[Data listing]
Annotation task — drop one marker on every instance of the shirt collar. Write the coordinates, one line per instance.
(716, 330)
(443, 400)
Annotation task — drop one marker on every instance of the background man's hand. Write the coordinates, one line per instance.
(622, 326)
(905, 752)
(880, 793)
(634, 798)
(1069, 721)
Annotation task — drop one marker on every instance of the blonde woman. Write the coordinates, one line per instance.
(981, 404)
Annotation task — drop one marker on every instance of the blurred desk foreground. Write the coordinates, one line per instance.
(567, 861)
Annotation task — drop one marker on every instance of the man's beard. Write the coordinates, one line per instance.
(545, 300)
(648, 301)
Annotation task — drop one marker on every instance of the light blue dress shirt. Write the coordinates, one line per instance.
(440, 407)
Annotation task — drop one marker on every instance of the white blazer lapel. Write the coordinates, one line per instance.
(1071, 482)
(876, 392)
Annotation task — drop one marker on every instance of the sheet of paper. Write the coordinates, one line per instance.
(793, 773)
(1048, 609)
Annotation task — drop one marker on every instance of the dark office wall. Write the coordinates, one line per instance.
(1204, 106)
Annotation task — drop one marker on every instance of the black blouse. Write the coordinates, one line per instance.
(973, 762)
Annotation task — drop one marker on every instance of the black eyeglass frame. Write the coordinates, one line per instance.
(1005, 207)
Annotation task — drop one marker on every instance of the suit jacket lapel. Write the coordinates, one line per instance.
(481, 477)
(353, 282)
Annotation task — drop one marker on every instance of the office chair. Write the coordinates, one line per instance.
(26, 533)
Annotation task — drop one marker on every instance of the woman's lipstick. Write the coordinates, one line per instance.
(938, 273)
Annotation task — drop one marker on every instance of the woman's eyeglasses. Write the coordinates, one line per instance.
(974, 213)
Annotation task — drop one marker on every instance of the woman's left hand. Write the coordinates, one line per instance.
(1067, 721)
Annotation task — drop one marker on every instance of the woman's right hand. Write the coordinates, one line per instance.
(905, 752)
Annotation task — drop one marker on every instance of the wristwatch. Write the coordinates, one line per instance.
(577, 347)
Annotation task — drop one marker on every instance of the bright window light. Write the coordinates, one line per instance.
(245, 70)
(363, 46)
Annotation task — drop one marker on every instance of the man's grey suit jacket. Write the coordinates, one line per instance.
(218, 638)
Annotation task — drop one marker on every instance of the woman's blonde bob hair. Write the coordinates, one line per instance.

**Short task**
Please arrange the lines above as a Markdown table with the columns Row and Line, numbering each line and leaving out blank lines.

**Solved exercise**
| Row | Line |
|---|---|
| 1 | Annotation task — drop one marker on every instance of the shirt collar. Write the coordinates, one line per instance. |
| 2 | (716, 330) |
| 3 | (443, 400) |
| 4 | Annotation task — drop one marker on every instance of the background man's hand. Write the coordinates, one line per instance. |
| 5 | (622, 326) |
| 6 | (905, 752) |
| 7 | (880, 793) |
| 8 | (634, 798) |
| 9 | (1069, 721) |
| 10 | Annotation task — drop one marker on every instance of the blonde woman. Write the coordinates, one line per instance. |
| 11 | (981, 404) |
| 12 | Annotation task — drop one marker on every instance of the blurred desk foreground. Write the coordinates, one line per instance. |
| 13 | (567, 861) |
| 14 | Annotation task — drop one marker on every instance of the man's beard. Write the coordinates, one line per instance. |
| 15 | (545, 300) |
| 16 | (648, 301) |
| 17 | Annotation task — drop one marker on every instance of the light blue dress shirt. Write the coordinates, one line per instance. |
| 18 | (440, 407) |
| 19 | Annotation task — drop one marker on every instance of the white blazer lapel. Write the coordinates, one line per instance. |
| 20 | (1071, 482) |
| 21 | (876, 392) |
| 22 | Annotation task — drop one marker on every instance of the sheet of paper. Write the coordinates, one line per instance. |
| 23 | (793, 773) |
| 24 | (1048, 609) |
| 25 | Annotation task — drop one marker on every instance of the dark office wall. Write the coordinates, one line per instance. |
| 26 | (1204, 106) |
| 27 | Annotation task — drop one marker on every instance of the black blouse. Write the coordinates, one line per instance. |
| 28 | (973, 762) |
| 29 | Annotation task — drop one marker on every instance of the black eyeglass frame. Write the coordinates, one line per instance. |
| 30 | (1005, 207) |
| 31 | Annotation task — drop one marker on every instance of the suit jacket lapel. Write the coordinates, one line per instance. |
| 32 | (481, 477) |
| 33 | (353, 282) |
| 34 | Annotation task — drop one marker on every instance of the office chair. Write the coordinates, one line per instance. |
| 35 | (26, 533) |
| 36 | Annotation task — drop one marker on every instance of the woman's lipstick. Write the coordinates, one line per instance. |
| 37 | (938, 273) |
| 38 | Annotation task — drop one marker on every instance of the woman's eyeglasses. Write the coordinates, one line per instance. |
| 39 | (974, 213) |
| 40 | Annotation task — drop one marker on every instance of the woman's left hand. Write the coordinates, one line per instance. |
| 41 | (1067, 721) |
| 42 | Annotation task — drop one marker on every instance of the woman's right hand. Write the coordinates, one line per instance. |
| 43 | (905, 752) |
| 44 | Annotation task — drop one marker on every instance of the wristwatch. Write the coordinates, one line per instance. |
| 45 | (577, 347) |
| 46 | Annotation task — drop one marker on every instance of the bright window light. Write the coordinates, one line per instance. |
| 47 | (245, 70) |
| 48 | (363, 46) |
| 49 | Annotation task — drop one marker on every instance of the man's grey suit jacket. Write the coordinates, one line per instance. |
| 50 | (218, 638) |
| 51 | Annotation task — drop one marker on every instance of the woman's blonde bob hair. Write the coordinates, one line per instance. |